CONSIGNA: Organiza todos los registros siguientes en una tabla de Markdown con dos columnas: N.º, para el número de fila, y Línea, para el texto correspondiente. Omite las líneas en blanco.
+++ REGISTROS DE ORIGEN +++
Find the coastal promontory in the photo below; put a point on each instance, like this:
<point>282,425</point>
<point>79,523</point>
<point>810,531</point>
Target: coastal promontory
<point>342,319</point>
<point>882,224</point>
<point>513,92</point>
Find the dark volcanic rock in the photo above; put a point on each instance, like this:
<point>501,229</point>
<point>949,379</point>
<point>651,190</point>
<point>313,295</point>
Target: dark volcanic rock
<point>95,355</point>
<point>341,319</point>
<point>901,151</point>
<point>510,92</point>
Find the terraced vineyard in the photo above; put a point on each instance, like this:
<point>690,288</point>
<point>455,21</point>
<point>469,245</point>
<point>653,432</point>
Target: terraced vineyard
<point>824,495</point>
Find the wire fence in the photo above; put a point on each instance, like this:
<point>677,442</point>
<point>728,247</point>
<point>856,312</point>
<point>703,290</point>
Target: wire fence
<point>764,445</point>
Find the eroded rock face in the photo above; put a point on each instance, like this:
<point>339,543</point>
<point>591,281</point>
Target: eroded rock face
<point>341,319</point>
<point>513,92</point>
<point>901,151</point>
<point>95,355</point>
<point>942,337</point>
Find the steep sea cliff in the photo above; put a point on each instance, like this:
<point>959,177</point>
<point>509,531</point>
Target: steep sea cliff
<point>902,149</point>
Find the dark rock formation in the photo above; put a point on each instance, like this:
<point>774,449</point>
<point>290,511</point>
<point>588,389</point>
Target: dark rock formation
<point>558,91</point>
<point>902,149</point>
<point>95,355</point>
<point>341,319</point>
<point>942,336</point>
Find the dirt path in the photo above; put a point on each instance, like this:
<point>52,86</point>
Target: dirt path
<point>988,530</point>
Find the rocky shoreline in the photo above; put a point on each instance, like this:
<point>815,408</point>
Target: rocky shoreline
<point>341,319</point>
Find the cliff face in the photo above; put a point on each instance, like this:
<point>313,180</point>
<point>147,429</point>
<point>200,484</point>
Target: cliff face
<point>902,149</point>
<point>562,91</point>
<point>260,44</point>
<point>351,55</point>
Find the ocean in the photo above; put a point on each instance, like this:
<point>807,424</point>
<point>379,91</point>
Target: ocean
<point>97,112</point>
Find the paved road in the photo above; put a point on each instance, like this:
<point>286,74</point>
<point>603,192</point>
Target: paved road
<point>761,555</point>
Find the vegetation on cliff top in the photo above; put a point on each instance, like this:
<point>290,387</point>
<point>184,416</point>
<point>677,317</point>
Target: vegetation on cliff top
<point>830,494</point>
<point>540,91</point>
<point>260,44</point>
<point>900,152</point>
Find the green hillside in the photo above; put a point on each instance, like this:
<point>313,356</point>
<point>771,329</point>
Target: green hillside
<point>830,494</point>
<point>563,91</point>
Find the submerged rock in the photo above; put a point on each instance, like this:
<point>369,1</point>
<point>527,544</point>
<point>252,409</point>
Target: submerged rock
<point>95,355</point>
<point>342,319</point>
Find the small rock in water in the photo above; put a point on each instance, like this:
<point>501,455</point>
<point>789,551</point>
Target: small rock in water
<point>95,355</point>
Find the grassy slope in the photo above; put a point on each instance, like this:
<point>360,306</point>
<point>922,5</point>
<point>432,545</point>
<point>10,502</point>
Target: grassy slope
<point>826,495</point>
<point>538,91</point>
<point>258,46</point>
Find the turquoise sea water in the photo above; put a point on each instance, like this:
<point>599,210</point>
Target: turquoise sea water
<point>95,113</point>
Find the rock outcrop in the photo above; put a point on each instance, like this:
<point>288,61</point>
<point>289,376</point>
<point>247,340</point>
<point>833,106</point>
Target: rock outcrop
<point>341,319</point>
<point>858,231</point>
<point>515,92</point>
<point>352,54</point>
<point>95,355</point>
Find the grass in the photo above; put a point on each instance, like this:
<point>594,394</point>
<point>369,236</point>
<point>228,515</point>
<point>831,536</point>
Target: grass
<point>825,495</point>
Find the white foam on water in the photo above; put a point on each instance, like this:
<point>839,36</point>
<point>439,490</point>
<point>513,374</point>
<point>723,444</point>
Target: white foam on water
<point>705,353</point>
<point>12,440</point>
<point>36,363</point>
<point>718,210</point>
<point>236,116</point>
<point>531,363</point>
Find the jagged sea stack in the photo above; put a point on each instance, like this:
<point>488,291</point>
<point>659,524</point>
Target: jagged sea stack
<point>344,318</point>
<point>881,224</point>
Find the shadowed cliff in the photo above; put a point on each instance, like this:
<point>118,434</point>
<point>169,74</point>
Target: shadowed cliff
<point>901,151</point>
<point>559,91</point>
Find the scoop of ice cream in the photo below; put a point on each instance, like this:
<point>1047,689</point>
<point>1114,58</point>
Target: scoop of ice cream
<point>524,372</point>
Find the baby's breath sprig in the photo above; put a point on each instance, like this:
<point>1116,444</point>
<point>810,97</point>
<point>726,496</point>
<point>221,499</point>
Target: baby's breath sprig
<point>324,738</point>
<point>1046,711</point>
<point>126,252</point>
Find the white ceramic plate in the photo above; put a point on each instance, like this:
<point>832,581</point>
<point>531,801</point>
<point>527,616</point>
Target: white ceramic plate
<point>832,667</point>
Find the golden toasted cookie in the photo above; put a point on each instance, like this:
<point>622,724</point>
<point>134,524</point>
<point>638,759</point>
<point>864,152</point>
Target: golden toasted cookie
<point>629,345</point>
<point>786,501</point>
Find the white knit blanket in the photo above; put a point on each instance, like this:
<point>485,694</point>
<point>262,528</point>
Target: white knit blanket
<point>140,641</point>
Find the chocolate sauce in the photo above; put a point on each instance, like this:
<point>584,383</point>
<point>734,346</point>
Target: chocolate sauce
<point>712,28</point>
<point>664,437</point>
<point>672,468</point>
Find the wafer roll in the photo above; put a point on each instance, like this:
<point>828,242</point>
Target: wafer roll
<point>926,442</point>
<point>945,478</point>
+++
EJERCICIO RESUELTO:
| N.º | Línea |
|---|---|
| 1 | Find the coastal promontory in the photo below; put a point on each instance, like this: |
| 2 | <point>282,425</point> |
| 3 | <point>79,523</point> |
| 4 | <point>810,531</point> |
| 5 | Target: coastal promontory |
| 6 | <point>342,319</point> |
| 7 | <point>882,224</point> |
| 8 | <point>513,92</point> |
| 9 | Find the dark volcanic rock in the photo above; put a point on each instance, like this: |
| 10 | <point>501,229</point> |
| 11 | <point>949,379</point> |
| 12 | <point>651,190</point> |
| 13 | <point>313,295</point> |
| 14 | Target: dark volcanic rock |
| 15 | <point>95,355</point> |
| 16 | <point>341,319</point> |
| 17 | <point>901,151</point> |
| 18 | <point>510,92</point> |
| 19 | Find the terraced vineyard in the photo above; put a point on each instance, like this: |
| 20 | <point>690,288</point> |
| 21 | <point>455,21</point> |
| 22 | <point>469,245</point> |
| 23 | <point>653,432</point> |
| 24 | Target: terraced vineyard |
| 25 | <point>824,495</point> |
| 26 | Find the wire fence in the photo above; put a point on each instance, like this: |
| 27 | <point>677,442</point> |
| 28 | <point>728,247</point> |
| 29 | <point>856,312</point> |
| 30 | <point>703,290</point> |
| 31 | Target: wire fence |
| 32 | <point>764,445</point> |
| 33 | Find the eroded rock face in the photo above; put a point on each instance, like this: |
| 34 | <point>339,543</point> |
| 35 | <point>591,281</point> |
| 36 | Target: eroded rock face |
| 37 | <point>341,319</point> |
| 38 | <point>513,92</point> |
| 39 | <point>901,151</point> |
| 40 | <point>95,355</point> |
| 41 | <point>942,337</point> |
| 42 | Find the steep sea cliff in the photo above; put a point on each instance, like this: |
| 43 | <point>959,177</point> |
| 44 | <point>509,531</point> |
| 45 | Target: steep sea cliff |
| 46 | <point>902,149</point> |
| 47 | Find the dark rock formation in the photo above; put a point on each instance, like this: |
| 48 | <point>774,449</point> |
| 49 | <point>290,511</point> |
| 50 | <point>588,389</point> |
| 51 | Target: dark rock formation |
| 52 | <point>558,91</point> |
| 53 | <point>902,149</point> |
| 54 | <point>95,355</point> |
| 55 | <point>341,319</point> |
| 56 | <point>942,336</point> |
| 57 | Find the dirt path in the photo above; put a point on each instance, like this: |
| 58 | <point>52,86</point> |
| 59 | Target: dirt path |
| 60 | <point>988,530</point> |
| 61 | Find the rocky shoreline in the photo above; put a point on each instance, like this: |
| 62 | <point>815,408</point> |
| 63 | Target: rocky shoreline |
| 64 | <point>341,319</point> |
| 65 | Find the cliff face in the photo above; put a point on each instance, like this: |
| 66 | <point>313,180</point> |
| 67 | <point>147,429</point> |
| 68 | <point>200,484</point> |
| 69 | Target: cliff face |
| 70 | <point>902,149</point> |
| 71 | <point>562,91</point> |
| 72 | <point>260,44</point> |
| 73 | <point>351,55</point> |
| 74 | Find the ocean in the photo above; put a point on each instance, like this: |
| 75 | <point>807,424</point> |
| 76 | <point>379,91</point> |
| 77 | Target: ocean |
| 78 | <point>97,112</point> |
| 79 | Find the paved road in the photo above; put a point on each instance, like this: |
| 80 | <point>286,74</point> |
| 81 | <point>603,192</point> |
| 82 | Target: paved road |
| 83 | <point>761,555</point> |
| 84 | Find the vegetation on cliff top in the photo above; put a point on each instance, like this: |
| 85 | <point>290,387</point> |
| 86 | <point>184,416</point> |
| 87 | <point>677,317</point> |
| 88 | Target: vegetation on cliff top |
| 89 | <point>830,494</point> |
| 90 | <point>540,91</point> |
| 91 | <point>260,44</point> |
| 92 | <point>900,152</point> |
| 93 | Find the green hillside in the photo above; put a point on each instance, like this: |
| 94 | <point>313,356</point> |
| 95 | <point>771,329</point> |
| 96 | Target: green hillside |
| 97 | <point>830,494</point> |
| 98 | <point>563,91</point> |
| 99 | Find the submerged rock in the photo above; put a point on each instance, like this: |
| 100 | <point>369,1</point> |
| 101 | <point>527,544</point> |
| 102 | <point>252,409</point> |
| 103 | Target: submerged rock |
| 104 | <point>95,355</point> |
| 105 | <point>342,319</point> |
| 106 | Find the small rock in water in the photo above; put a point on each instance, like this: |
| 107 | <point>501,455</point> |
| 108 | <point>789,551</point> |
| 109 | Target: small rock in water |
| 110 | <point>95,355</point> |
| 111 | Find the grassy slope in the photo above; put a point on each instance, like this: |
| 112 | <point>360,306</point> |
| 113 | <point>922,5</point> |
| 114 | <point>432,545</point> |
| 115 | <point>10,502</point> |
| 116 | Target: grassy slope |
| 117 | <point>826,495</point> |
| 118 | <point>538,91</point> |
| 119 | <point>258,46</point> |
| 120 | Find the turquoise sea water in the photo above; put a point on each instance, like this: |
| 121 | <point>599,210</point> |
| 122 | Target: turquoise sea water |
| 123 | <point>95,113</point> |
| 124 | Find the rock outcrop in the photo above; put a point on each instance, like this: |
| 125 | <point>288,61</point> |
| 126 | <point>289,376</point> |
| 127 | <point>247,340</point> |
| 128 | <point>833,106</point> |
| 129 | Target: rock outcrop |
| 130 | <point>341,319</point> |
| 131 | <point>858,231</point> |
| 132 | <point>515,92</point> |
| 133 | <point>352,54</point> |
| 134 | <point>95,355</point> |
| 135 | Find the grass in the photo above; put a point on each instance, like this: |
| 136 | <point>594,394</point> |
| 137 | <point>369,236</point> |
| 138 | <point>228,515</point> |
| 139 | <point>831,536</point> |
| 140 | Target: grass |
| 141 | <point>825,495</point> |
| 142 | Find the white foam on water in the photo above; put a point on each instance, like this: |
| 143 | <point>839,36</point> |
| 144 | <point>439,490</point> |
| 145 | <point>513,374</point> |
| 146 | <point>723,444</point> |
| 147 | Target: white foam on water |
| 148 | <point>705,353</point> |
| 149 | <point>12,440</point> |
| 150 | <point>36,363</point> |
| 151 | <point>718,210</point> |
| 152 | <point>236,116</point> |
| 153 | <point>531,363</point> |
| 154 | Find the jagged sea stack in the photo above; put a point on each instance, like this: |
| 155 | <point>488,291</point> |
| 156 | <point>659,524</point> |
| 157 | Target: jagged sea stack |
| 158 | <point>344,318</point> |
| 159 | <point>881,224</point> |
| 160 | Find the shadowed cliff in the photo above; put a point on each instance, like this: |
| 161 | <point>118,434</point> |
| 162 | <point>169,74</point> |
| 163 | Target: shadowed cliff |
| 164 | <point>901,151</point> |
| 165 | <point>559,91</point> |
| 166 | Find the scoop of ice cream in the photo below; put a point on each instance, like this: |
| 167 | <point>1047,689</point> |
| 168 | <point>1114,58</point> |
| 169 | Target: scoop of ice cream |
| 170 | <point>524,372</point> |
| 171 | Find the baby's breath sprig in the photo above; put a point on each instance, like this: |
| 172 | <point>1116,444</point> |
| 173 | <point>810,97</point> |
| 174 | <point>726,496</point> |
| 175 | <point>221,499</point> |
| 176 | Target: baby's breath sprig |
| 177 | <point>324,738</point> |
| 178 | <point>1046,711</point> |
| 179 | <point>126,252</point> |
| 180 | Find the white ceramic plate in the photo above; put a point on each instance, like this: |
| 181 | <point>832,581</point> |
| 182 | <point>531,801</point> |
| 183 | <point>527,616</point> |
| 184 | Target: white ceramic plate |
| 185 | <point>832,667</point> |
| 186 | Find the golden toasted cookie in the photo above; put a point on each instance, like this: |
| 187 | <point>622,724</point> |
| 188 | <point>134,524</point> |
| 189 | <point>638,759</point> |
| 190 | <point>864,152</point> |
| 191 | Target: golden toasted cookie |
| 192 | <point>629,345</point> |
| 193 | <point>786,501</point> |
| 194 | Find the white knit blanket in the photo above; put a point on each instance, like this: |
| 195 | <point>485,694</point> |
| 196 | <point>262,528</point> |
| 197 | Target: white knit blanket |
| 198 | <point>140,641</point> |
| 199 | Find the chocolate sauce in the photo above; put a point on each instance, like this: |
| 200 | <point>584,383</point> |
| 201 | <point>734,346</point> |
| 202 | Target: chocolate sauce |
| 203 | <point>712,28</point> |
| 204 | <point>664,437</point> |
| 205 | <point>672,468</point> |
| 206 | Find the wafer roll in the photo above; put a point on each instance, like this: |
| 207 | <point>828,242</point> |
| 208 | Target: wafer roll |
| 209 | <point>926,442</point> |
| 210 | <point>945,478</point> |